• WHAT YOU NEED TO DO:
Return every record exactly as written.

• Recorded data:
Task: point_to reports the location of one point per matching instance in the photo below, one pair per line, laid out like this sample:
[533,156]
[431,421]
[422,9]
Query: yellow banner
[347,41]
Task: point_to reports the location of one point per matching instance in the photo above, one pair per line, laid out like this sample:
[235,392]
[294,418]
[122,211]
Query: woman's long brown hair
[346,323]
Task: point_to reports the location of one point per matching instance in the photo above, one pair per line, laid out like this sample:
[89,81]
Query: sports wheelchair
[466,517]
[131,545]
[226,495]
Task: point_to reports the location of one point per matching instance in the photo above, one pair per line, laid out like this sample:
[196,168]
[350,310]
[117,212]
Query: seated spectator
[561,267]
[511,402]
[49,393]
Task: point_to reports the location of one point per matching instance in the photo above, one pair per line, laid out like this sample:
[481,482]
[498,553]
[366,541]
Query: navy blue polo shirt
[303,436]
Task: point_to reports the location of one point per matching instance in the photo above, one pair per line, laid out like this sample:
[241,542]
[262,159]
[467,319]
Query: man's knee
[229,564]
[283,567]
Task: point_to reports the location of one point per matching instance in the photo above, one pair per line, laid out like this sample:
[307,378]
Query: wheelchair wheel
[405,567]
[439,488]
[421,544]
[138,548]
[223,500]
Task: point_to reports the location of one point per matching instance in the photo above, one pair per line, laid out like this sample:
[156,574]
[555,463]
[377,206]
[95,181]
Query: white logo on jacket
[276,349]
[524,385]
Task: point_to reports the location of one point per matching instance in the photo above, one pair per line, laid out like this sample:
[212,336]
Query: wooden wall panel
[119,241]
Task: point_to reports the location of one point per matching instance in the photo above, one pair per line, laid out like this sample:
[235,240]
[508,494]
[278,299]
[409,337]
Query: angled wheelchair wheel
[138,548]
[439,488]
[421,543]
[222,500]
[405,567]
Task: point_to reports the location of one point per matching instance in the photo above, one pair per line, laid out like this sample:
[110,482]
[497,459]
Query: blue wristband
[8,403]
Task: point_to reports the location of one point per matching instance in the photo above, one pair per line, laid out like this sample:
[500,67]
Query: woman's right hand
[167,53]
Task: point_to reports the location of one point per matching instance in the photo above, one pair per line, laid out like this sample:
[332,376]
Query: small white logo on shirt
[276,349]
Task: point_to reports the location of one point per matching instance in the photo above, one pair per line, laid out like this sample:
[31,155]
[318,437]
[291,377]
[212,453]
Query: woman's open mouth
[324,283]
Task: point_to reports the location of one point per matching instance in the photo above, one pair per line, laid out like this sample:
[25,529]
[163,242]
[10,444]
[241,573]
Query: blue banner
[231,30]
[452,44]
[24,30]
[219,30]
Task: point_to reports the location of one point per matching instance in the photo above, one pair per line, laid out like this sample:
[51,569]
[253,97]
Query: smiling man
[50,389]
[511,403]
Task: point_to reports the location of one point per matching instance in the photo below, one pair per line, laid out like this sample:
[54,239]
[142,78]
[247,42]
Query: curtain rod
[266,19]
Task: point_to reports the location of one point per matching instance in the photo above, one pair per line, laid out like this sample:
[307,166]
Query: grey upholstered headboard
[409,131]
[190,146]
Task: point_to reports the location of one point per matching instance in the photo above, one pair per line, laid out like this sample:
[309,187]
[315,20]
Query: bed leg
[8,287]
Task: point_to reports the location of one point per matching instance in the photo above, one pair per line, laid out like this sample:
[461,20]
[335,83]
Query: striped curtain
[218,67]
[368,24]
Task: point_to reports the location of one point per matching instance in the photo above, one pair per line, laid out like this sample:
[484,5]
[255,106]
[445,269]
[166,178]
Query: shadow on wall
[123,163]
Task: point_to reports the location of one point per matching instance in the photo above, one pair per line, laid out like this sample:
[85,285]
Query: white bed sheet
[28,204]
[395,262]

• THE RESULT:
Task: point_to reports the location of one point per matching instance in the photo below, one pair per line, laid out like this sample:
[533,156]
[431,421]
[422,9]
Query: yellow banner
[347,41]
Task: point_to reports the location of one point per matching instance in the photo above, one pair per line, laid out like this sample:
[235,392]
[294,418]
[122,211]
Query: woman's long brown hair
[346,323]
Task: point_to reports the location of one point per matching instance in the photo above, one pair per line, laid out like this sample:
[89,81]
Query: sports wheelchair
[466,517]
[131,545]
[226,495]
Task: point_to reports the location of one point per matching instance in the photo above, one pair per line, laid out like this sample:
[196,168]
[350,310]
[117,212]
Query: seated spectator
[561,267]
[511,402]
[49,393]
Task: point_to reports the location of one point per matching instance in the photo above, one pair per line, laid out like this sample:
[481,482]
[498,553]
[366,541]
Query: navy blue polo shirt
[303,436]
Task: point_to reports the location of one point per matching instance in the photo above, one pair per line, laid out like this sample:
[241,542]
[262,159]
[467,319]
Query: man's knee
[229,564]
[283,567]
Task: point_to reports the location of one point per matching instance in the photo above, one pair per line, laid out like this sample:
[307,378]
Query: wheelchair wheel
[405,567]
[439,488]
[421,544]
[138,548]
[223,500]
Task: point_to reports the location of one point per matching instance in the photo above, one pair per line, laid out like this sample:
[156,574]
[555,463]
[377,206]
[95,181]
Query: white logo on jacket
[276,349]
[524,385]
Task: point_to reports the location of one point per matching instance in the photo above, one pair per line, laid out like this sample:
[212,336]
Query: wooden wall panel
[119,241]
Task: point_to reports the location of one point per matching instance in the photo above, one pair per line, laid out like this sample:
[235,240]
[508,494]
[278,299]
[409,337]
Query: angled wheelchair wheel
[138,548]
[439,488]
[421,543]
[222,500]
[405,567]
Task: point_to reports the location of one point per matching instance in the photo above, one pair per line, laid out like this sample:
[110,482]
[497,459]
Query: blue wristband
[8,403]
Task: point_to reports the location of one point per matching instance in the photo above, one pair per line, laid out like this sample:
[500,67]
Query: woman's right hand
[167,53]
Task: point_to reports the location of one point per matching instance in the photo above, one pair per line, laid out like this sample:
[332,376]
Query: small white logo on shirt
[276,349]
Task: point_to reports the location of one point per matching instance in the photo above, one pair per line, laid out like this sample:
[31,155]
[318,437]
[291,377]
[212,453]
Query: woman's open mouth
[324,283]
Task: point_to reports the location of one point per matching instance in the photo above, one pair per line, laid out like this sample:
[25,529]
[163,242]
[10,444]
[241,573]
Query: blue banner
[231,30]
[452,44]
[24,30]
[219,30]
Task: point_to reports the location of one point per matching instance in the photo above, one pair per line, laid out like this sample:
[51,569]
[253,97]
Query: smiling man
[50,389]
[511,403]
Task: point_to reports the location of one point per matching instance in the photo below, one pair per line, laid out like this sample:
[54,239]
[142,78]
[247,42]
Query: curtain rod
[266,19]
Task: point_to reports the location of one point per matching instance in the photo above, one pair per line, laid out like this sample:
[307,166]
Query: grey upholstered headboard
[409,131]
[190,146]
Task: point_to reports the location of one point per matching instance in the photo above, one pair per line, laid out like this sample:
[309,187]
[315,20]
Query: bed leg
[8,287]
Task: point_to reports the location of one point per matching instance in the photo above, one pair per line, laid out like this sample:
[461,20]
[335,83]
Query: striped curtain
[218,67]
[368,24]
Task: point_to reports the location of one point per matching instance in the photo above, one pair per line, laid out like this sample:
[484,5]
[255,106]
[445,269]
[166,178]
Query: shadow on wall
[123,163]
Task: point_to reports the location of one point per matching instance in the photo above, one pair per line, laid out like this sample:
[85,285]
Query: white bed sheet
[28,204]
[395,262]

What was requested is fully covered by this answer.